►

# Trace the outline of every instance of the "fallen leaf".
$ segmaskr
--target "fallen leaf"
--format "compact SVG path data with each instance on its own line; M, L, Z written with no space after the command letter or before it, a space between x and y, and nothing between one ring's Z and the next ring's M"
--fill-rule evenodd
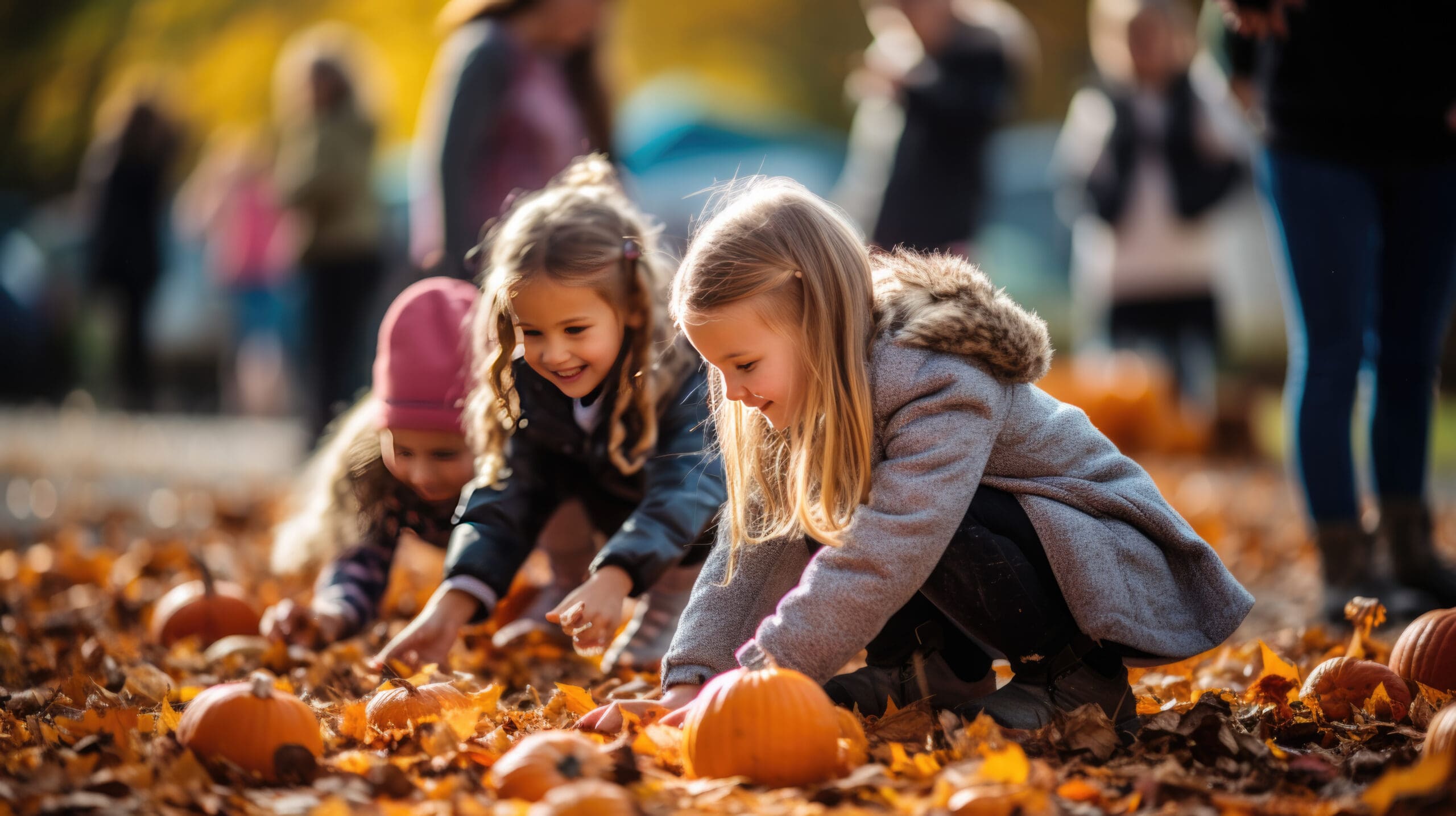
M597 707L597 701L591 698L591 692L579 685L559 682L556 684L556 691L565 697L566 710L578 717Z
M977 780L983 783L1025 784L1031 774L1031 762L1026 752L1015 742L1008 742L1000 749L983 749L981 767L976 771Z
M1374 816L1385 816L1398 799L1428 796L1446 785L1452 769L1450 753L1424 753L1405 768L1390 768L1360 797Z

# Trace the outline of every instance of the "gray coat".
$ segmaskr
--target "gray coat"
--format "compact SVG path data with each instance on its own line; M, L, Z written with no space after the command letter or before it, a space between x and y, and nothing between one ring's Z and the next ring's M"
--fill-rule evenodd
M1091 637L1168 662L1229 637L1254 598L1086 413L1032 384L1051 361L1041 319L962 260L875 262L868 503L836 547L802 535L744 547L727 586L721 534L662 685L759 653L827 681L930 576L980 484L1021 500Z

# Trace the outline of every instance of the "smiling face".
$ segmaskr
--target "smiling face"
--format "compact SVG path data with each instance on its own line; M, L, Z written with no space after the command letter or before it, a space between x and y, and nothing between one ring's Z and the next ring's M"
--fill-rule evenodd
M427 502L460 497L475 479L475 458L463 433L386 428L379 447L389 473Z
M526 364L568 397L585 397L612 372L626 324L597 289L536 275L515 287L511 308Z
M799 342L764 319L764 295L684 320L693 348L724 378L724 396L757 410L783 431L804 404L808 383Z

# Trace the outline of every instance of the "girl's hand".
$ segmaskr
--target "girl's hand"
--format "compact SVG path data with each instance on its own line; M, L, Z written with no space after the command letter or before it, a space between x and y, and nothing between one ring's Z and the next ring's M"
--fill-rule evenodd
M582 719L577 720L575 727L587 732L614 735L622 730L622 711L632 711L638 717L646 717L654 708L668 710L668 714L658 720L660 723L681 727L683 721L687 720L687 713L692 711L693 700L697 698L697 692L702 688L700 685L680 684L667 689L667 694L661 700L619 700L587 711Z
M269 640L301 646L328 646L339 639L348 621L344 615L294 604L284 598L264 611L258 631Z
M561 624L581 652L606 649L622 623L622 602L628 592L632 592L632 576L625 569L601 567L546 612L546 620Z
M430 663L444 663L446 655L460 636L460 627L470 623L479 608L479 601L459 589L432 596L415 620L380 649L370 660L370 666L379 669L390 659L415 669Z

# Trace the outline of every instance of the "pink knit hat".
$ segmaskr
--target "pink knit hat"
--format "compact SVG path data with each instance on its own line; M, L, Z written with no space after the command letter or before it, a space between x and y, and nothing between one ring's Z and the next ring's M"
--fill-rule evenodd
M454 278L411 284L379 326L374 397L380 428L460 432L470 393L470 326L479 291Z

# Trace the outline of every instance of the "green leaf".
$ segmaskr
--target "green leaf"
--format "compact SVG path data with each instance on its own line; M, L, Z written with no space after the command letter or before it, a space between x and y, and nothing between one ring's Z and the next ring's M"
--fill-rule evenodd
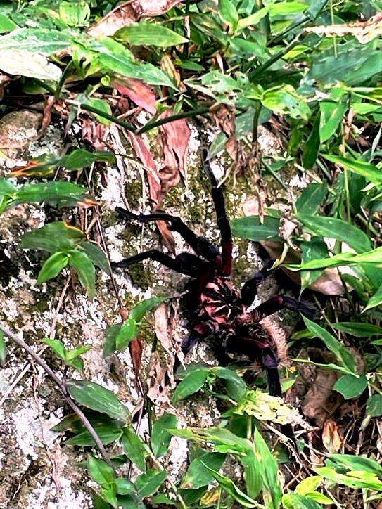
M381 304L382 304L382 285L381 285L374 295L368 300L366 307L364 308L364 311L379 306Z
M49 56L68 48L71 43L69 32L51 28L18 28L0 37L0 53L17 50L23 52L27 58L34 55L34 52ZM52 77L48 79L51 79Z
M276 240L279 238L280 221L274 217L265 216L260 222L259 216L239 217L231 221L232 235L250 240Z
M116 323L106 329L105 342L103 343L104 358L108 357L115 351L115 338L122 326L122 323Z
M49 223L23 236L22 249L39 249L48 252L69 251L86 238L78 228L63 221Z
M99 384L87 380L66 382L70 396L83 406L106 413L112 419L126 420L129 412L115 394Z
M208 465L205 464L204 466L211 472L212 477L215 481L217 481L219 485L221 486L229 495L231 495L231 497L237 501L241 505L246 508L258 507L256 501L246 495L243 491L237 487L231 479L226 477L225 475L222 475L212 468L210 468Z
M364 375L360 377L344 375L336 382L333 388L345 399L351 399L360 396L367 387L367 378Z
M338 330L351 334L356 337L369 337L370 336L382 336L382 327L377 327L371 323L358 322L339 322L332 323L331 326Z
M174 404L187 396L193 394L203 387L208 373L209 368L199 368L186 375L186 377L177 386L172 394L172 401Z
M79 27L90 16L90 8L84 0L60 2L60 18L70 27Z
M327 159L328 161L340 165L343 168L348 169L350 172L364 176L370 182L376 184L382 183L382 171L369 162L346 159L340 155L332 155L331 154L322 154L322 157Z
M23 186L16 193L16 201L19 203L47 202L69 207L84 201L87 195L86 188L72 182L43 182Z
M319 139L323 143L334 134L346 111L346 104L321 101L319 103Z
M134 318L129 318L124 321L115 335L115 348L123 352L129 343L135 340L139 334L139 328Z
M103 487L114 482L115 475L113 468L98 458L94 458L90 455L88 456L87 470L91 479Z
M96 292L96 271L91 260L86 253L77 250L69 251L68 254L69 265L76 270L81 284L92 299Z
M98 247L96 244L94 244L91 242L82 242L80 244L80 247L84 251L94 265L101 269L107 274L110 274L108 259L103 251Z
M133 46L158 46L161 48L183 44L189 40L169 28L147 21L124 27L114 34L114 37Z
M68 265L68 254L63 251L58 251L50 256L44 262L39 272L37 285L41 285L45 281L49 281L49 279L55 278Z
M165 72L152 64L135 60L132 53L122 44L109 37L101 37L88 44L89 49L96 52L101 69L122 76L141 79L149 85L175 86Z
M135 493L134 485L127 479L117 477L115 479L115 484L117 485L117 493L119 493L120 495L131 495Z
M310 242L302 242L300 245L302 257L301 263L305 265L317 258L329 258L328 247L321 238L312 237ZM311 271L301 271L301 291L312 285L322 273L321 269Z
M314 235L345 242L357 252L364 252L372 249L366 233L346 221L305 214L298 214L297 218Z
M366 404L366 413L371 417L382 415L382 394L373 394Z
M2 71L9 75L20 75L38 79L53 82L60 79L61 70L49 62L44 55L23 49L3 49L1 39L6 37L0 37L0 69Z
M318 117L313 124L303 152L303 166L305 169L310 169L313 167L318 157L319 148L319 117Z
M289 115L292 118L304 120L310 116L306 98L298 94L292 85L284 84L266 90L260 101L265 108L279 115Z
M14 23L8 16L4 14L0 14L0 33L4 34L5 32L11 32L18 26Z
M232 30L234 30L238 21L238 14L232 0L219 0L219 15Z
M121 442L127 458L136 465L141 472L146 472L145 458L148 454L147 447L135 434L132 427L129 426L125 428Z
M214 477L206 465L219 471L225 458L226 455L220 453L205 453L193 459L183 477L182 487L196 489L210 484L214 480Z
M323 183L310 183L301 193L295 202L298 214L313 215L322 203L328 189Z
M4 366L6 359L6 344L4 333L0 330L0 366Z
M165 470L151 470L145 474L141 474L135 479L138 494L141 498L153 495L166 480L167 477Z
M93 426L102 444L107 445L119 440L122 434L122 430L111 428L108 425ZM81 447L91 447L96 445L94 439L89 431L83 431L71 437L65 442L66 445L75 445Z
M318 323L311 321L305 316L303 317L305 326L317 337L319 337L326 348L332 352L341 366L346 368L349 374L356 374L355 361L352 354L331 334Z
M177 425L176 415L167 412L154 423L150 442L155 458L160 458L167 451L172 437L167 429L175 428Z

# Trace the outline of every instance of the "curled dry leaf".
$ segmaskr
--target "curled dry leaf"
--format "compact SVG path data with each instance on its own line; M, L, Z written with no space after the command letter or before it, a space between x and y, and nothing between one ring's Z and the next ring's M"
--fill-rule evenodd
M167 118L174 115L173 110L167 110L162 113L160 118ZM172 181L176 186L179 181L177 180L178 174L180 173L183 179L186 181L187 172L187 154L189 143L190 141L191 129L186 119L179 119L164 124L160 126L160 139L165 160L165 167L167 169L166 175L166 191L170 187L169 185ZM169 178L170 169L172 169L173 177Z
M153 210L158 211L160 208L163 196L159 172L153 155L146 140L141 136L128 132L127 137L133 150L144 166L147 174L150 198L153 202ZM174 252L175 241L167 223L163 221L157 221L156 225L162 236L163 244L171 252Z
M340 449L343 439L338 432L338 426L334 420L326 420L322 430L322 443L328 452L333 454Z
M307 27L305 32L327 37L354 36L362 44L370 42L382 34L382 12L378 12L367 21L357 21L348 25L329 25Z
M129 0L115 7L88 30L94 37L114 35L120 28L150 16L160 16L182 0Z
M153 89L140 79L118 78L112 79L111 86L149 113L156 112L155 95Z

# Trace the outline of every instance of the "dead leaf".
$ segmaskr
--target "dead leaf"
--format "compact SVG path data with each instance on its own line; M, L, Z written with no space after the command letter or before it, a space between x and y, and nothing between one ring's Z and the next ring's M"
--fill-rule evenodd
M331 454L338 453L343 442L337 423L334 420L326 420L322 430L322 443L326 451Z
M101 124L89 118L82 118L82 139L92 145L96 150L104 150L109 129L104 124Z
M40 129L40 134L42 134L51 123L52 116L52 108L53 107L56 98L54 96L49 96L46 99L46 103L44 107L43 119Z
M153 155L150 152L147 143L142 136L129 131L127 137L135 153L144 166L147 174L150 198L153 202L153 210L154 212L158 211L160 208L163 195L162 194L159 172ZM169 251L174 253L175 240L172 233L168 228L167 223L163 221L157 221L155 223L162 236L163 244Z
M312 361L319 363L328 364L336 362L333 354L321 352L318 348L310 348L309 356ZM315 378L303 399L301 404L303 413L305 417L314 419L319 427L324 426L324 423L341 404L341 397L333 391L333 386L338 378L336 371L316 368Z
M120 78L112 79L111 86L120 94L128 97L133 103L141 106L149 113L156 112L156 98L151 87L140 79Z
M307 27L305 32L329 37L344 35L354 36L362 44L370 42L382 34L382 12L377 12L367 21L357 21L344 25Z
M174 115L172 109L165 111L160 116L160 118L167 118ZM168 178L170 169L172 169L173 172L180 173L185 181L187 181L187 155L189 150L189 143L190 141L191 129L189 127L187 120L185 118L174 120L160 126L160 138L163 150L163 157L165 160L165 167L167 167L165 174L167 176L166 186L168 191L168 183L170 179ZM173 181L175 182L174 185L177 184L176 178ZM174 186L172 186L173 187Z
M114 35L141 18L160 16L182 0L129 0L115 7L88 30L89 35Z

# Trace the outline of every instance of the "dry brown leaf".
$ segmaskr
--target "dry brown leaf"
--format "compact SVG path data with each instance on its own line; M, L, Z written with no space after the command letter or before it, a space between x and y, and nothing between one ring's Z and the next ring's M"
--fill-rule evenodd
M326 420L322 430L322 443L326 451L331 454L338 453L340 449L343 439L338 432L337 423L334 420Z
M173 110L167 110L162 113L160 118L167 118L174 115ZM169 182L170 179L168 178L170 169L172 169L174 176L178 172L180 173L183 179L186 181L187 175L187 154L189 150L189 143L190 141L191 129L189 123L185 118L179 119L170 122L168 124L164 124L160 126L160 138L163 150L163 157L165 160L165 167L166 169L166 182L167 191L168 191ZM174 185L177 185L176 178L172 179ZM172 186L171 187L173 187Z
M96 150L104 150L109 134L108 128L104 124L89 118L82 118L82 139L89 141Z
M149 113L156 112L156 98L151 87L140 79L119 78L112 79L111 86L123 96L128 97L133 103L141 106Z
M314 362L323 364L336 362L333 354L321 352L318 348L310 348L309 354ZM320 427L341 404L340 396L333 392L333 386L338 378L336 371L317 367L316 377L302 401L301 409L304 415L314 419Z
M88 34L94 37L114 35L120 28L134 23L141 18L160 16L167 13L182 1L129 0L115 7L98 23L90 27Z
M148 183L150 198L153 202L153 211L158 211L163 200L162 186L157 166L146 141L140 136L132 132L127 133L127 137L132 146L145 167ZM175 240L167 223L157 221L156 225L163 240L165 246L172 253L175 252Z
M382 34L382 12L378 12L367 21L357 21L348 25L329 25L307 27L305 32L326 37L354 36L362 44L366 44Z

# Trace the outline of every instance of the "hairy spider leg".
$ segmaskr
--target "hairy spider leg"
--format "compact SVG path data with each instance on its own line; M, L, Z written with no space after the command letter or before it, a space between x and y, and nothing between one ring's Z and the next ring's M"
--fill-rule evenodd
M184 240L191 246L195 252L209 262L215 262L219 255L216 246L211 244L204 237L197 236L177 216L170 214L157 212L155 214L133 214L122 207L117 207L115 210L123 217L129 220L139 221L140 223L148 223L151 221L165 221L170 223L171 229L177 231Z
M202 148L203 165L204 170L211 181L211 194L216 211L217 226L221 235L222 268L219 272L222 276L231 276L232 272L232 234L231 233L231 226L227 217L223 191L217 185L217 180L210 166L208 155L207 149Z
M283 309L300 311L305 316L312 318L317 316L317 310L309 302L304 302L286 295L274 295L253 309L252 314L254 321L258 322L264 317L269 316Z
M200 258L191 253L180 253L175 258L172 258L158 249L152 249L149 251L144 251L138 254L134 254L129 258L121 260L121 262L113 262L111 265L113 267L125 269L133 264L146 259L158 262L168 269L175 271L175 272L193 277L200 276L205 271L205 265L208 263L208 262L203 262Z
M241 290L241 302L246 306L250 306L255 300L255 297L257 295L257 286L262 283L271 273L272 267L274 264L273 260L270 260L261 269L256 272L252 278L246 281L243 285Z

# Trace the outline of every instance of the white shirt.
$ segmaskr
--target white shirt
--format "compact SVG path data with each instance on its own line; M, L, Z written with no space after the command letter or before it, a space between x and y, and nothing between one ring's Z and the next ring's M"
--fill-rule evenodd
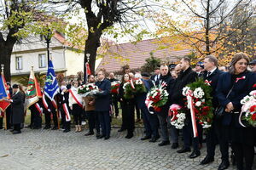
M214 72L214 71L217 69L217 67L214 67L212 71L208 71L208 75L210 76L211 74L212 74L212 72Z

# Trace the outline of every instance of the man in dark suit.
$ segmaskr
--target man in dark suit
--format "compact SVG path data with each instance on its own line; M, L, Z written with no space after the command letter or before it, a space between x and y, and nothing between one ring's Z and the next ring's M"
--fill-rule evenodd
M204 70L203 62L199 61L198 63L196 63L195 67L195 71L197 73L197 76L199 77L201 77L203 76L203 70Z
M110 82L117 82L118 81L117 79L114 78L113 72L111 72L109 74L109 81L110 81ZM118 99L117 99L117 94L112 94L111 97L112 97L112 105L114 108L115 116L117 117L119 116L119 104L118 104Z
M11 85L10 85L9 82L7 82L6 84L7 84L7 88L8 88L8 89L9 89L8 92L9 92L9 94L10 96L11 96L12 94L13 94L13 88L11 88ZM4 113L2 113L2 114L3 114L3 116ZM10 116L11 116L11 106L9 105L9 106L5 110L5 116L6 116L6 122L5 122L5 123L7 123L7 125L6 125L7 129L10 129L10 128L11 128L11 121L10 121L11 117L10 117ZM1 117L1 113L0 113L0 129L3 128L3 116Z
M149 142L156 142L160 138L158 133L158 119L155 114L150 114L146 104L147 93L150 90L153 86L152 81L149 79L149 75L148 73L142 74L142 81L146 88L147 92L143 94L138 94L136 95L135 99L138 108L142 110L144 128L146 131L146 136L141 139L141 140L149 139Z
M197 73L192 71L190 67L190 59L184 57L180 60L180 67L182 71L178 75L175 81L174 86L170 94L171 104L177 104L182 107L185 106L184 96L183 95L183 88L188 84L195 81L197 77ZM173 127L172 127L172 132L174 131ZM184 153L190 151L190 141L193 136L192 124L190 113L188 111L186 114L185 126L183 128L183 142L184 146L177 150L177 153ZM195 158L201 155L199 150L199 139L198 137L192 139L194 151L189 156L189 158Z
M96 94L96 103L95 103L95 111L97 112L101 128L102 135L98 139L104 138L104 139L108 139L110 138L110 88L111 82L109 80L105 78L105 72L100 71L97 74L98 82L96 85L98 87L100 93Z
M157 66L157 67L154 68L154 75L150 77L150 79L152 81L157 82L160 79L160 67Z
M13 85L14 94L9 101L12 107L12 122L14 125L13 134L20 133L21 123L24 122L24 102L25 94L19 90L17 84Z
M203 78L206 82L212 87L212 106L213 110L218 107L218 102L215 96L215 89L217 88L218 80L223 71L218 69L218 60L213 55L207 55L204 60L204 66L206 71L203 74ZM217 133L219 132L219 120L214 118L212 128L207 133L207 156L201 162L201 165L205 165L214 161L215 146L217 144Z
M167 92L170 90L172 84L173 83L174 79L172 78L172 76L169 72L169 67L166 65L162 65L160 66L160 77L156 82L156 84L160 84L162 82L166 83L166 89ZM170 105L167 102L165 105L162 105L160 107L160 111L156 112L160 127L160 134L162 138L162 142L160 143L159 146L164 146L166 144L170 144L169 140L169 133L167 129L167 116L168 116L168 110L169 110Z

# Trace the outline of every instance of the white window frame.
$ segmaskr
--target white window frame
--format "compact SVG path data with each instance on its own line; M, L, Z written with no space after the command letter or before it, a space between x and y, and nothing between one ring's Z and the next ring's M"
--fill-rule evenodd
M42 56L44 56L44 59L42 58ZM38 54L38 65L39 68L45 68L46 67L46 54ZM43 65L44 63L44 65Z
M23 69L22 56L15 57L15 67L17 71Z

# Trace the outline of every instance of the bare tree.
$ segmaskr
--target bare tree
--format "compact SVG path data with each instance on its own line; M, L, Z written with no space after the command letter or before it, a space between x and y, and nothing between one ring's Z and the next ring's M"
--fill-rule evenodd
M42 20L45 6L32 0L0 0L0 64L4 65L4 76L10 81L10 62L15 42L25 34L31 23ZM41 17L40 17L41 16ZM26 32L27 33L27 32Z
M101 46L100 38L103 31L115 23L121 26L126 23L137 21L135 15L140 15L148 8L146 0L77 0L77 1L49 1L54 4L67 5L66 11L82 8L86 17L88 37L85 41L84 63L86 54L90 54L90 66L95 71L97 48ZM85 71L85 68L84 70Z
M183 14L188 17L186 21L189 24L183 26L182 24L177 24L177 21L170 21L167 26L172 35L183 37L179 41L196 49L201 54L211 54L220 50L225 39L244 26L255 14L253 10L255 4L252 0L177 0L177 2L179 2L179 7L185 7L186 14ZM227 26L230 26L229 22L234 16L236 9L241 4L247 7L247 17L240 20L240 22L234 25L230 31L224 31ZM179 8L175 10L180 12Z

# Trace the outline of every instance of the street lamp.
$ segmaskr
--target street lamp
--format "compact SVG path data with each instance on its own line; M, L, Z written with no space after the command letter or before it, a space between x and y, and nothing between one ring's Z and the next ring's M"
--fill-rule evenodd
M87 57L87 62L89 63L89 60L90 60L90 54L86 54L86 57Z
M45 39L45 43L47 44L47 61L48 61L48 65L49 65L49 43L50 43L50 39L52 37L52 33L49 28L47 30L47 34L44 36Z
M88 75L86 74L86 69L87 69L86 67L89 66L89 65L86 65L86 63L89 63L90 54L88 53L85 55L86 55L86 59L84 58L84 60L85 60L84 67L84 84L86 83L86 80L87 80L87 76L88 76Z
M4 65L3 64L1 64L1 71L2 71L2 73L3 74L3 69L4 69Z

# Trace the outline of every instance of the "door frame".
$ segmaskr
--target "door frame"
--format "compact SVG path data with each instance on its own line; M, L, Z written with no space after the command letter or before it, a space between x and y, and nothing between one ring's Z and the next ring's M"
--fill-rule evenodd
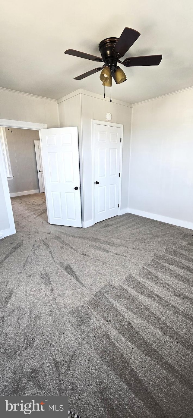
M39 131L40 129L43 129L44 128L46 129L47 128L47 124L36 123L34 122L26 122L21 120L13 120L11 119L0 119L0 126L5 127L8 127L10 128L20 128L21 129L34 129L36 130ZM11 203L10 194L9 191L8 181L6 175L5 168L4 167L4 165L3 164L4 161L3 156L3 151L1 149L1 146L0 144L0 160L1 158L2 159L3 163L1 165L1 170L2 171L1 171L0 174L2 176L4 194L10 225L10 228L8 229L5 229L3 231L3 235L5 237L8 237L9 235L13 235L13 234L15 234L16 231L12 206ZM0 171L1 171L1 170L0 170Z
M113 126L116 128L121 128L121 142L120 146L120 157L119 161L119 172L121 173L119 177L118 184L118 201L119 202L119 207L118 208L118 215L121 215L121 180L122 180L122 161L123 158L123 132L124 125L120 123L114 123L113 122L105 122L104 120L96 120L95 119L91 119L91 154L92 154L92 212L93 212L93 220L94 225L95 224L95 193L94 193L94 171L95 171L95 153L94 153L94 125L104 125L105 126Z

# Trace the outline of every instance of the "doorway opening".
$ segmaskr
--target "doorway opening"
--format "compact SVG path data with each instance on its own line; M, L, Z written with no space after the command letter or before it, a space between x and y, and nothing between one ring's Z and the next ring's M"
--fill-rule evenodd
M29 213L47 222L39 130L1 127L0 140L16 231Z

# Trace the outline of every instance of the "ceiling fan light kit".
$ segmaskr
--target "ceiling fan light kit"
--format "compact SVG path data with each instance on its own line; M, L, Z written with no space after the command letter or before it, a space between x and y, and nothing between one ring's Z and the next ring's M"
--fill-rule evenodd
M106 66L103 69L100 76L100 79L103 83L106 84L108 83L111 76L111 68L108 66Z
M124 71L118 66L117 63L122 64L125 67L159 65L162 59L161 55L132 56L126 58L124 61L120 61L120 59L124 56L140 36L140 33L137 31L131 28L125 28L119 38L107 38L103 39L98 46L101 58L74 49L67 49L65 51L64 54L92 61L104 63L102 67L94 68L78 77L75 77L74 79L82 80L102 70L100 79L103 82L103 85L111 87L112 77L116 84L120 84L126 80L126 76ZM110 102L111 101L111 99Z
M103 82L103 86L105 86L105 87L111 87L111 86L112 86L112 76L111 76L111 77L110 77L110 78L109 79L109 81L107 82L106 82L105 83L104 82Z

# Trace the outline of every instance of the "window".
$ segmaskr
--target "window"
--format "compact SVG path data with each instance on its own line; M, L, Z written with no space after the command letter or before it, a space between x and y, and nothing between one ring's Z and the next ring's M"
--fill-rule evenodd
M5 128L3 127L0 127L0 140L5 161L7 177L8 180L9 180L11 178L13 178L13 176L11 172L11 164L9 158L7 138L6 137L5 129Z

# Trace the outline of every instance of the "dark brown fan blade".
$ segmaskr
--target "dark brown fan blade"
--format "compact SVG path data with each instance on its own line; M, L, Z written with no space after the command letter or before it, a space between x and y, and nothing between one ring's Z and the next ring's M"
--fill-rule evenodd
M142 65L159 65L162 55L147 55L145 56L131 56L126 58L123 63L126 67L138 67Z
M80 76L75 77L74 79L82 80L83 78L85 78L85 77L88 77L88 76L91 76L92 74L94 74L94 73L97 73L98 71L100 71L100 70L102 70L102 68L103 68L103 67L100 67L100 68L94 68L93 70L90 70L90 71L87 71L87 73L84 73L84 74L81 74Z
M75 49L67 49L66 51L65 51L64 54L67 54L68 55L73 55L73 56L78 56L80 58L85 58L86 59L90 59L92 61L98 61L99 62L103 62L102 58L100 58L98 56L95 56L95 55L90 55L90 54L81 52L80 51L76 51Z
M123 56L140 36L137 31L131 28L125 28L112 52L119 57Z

◄

_PROBLEM TO SOLVE_
Rewrite the records, from their beginning through the line containing "M1374 816L1385 816L1398", as a Markdown table with a column named Row for the row number and a column named Line for the line itself. Omit blank lines and pictures.

_RESULT_
| Row | Line |
|---|---|
| 1 | # Trace the outline of every instance of the "fallen leaf". |
| 2 | $ segmaskr |
| 3 | --target "fallen leaf" |
| 4 | --format "compact SVG path data with each instance on its own line; M, L, Z written with no space after the command letter or before it, a space between x and y, and nothing between one ring's Z and the next ring's M" |
| 5 | --fill-rule evenodd |
| 6 | M597 707L597 701L591 698L591 692L579 685L559 682L556 684L556 691L565 697L566 710L578 717Z |
| 7 | M977 780L983 783L1025 784L1031 774L1031 762L1026 752L1015 742L1008 742L1000 749L983 749L981 767L976 771Z |
| 8 | M1374 816L1385 816L1398 799L1428 796L1446 785L1452 769L1450 753L1424 753L1405 768L1390 768L1360 797Z |